SUPPLIED RECORDS ▸
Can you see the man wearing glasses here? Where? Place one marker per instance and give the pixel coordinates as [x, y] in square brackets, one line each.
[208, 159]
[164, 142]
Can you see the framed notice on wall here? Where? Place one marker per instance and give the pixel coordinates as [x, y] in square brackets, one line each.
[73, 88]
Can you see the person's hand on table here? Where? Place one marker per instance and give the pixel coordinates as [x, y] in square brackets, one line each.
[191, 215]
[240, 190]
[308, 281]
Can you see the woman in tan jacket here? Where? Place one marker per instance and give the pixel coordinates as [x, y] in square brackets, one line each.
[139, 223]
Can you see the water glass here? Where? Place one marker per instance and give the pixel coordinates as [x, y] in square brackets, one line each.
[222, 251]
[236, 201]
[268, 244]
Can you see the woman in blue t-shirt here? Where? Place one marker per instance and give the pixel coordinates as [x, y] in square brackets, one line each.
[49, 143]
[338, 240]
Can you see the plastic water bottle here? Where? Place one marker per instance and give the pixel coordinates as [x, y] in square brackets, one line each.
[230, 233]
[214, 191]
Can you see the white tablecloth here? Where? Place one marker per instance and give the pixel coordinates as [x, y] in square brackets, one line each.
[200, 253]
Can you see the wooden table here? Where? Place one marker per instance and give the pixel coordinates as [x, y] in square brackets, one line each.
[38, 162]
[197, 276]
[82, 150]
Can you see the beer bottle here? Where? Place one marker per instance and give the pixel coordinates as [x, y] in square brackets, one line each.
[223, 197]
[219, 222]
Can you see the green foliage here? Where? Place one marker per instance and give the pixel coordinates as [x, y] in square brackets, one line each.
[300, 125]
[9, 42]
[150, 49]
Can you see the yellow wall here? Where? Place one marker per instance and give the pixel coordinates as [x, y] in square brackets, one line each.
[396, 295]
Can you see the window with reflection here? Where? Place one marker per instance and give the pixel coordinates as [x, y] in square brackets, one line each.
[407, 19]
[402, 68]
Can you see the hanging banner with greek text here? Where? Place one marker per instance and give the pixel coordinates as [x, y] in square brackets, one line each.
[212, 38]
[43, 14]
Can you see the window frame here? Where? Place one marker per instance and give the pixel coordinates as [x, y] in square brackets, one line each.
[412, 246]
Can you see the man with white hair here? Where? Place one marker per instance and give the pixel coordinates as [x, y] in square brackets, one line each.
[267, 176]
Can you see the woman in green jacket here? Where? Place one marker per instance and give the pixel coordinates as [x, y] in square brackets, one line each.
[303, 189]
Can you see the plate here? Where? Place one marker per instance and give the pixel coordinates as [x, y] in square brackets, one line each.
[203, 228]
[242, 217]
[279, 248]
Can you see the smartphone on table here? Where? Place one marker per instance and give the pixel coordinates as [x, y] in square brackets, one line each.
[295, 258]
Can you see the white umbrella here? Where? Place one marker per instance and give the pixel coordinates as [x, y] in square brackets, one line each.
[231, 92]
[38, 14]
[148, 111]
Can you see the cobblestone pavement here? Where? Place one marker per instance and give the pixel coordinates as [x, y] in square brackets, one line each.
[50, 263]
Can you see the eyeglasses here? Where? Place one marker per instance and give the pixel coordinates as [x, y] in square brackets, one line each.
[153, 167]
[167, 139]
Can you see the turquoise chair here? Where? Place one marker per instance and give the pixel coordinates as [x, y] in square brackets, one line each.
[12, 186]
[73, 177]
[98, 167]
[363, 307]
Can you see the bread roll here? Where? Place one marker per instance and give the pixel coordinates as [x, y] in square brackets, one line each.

ASSIGNMENT ▸
Retype the records above exactly, so that no line differs from its source.

REPLY ▸
Can you see the man wearing glasses here? Where? Place one marker per instance and give the pixel coordinates as [x, y] in square brackets, one line each.
[208, 159]
[164, 142]
Can you see the framed notice on wall here? Where? Place one marker per instance and give the pixel coordinates as [x, y] in square brackets, one line each.
[73, 88]
Can you see the person's hand on table here? Where? Place one marker per instance and give the pixel coordinates as [x, y] in square brackets, one line each.
[191, 215]
[240, 190]
[308, 281]
Can you see the woman in tan jacket here? Where? Place one marker per instance and give the pixel coordinates as [x, y] in square brackets, one line each.
[139, 223]
Can you see the water glass here? Where? Place one marker per instance and give the pixel coordinates as [x, y] in square brackets, one line each.
[222, 251]
[236, 201]
[268, 244]
Can you see the woman in blue t-shirt here? Where? Place one marker per instance and give the pixel coordinates as [x, y] in square brackets, one line each.
[49, 143]
[338, 240]
Can you see the plastic water bottle here? Where? Place one marker per instance and give the pixel coordinates as [x, y] in square brackets, one line each.
[230, 233]
[214, 191]
Can you see the white tablecloth here? Where? Place one marker per instance and give the pixel coordinates as [x, y] in square brackets, one line each.
[200, 253]
Can you see the wooden table here? Where? Place one marker per instance and give the pixel coordinates as [x, y] in square brackets, one line each.
[38, 162]
[197, 276]
[82, 150]
Can you see the beer bottle here? Where? Place one marker per instance and give the pixel coordinates as [x, y] in square brackets, one line each.
[223, 197]
[219, 222]
Can you see the green foliage here? Where? Place one marker per instance and give the pixel coordinates as [x, y] in square brackets, one line each.
[300, 125]
[9, 42]
[150, 49]
Can you see the yellow wall here? Where? Place one marker per instance and give the pixel coordinates as [x, y] in square brackets, one line each.
[396, 295]
Can you see the window with reflection here? Where? Place one marker per instance and give the pixel coordinates as [x, y] in square brackets, one line each.
[407, 19]
[402, 68]
Can you see the hanging banner with greek text here? Where? Place one marker per instance and give the pixel coordinates as [x, y] in square brackets, one line each.
[212, 38]
[43, 14]
Can you see the window frame here? Where? Place one marker per instance and give the pixel coordinates as [x, y] in square brackets, one line each.
[412, 246]
Can you see the man with white hair here? Where? Place one marker per instance and give the pixel coordinates as [x, y] in square brackets, one line each.
[267, 176]
Can you see the woman in green jacket here? Where? Place one marker per instance and give the pixel coordinates as [x, y] in square brackets, one line each.
[303, 189]
Can you see the plate here? Where? Place one marker per instance and give the pixel coordinates as [x, y] in square brackets, one line each.
[203, 228]
[242, 217]
[279, 248]
Can you see the smartphone on table here? Where? Place one marker per instance and give the pixel coordinates as [x, y] in square brackets, one line each.
[295, 258]
Can you see the white umbrella here? Where? Place one marker per instance and give the pixel coordinates as [x, y] in square brackets, one line each.
[231, 92]
[38, 14]
[148, 111]
Can you see the cobblestone pavement here? Where? Place one marker per instance and give the pixel coordinates as [x, y] in square brackets, one line each.
[50, 263]
Can you see the eyeglasses here? Where? Place one marker per instance and give the pixel coordinates as [x, y] in square brackets, one line each.
[153, 167]
[167, 139]
Can you see the turquoise chair here? Where? Place one marker per instance and give the pixel coordinates as [x, y] in square brackets, one line each.
[12, 186]
[73, 177]
[98, 167]
[363, 307]
Can you see the bread roll here? Where? Place one marker per instance and give the pixel coordinates as [x, y] in square brackets, one line each.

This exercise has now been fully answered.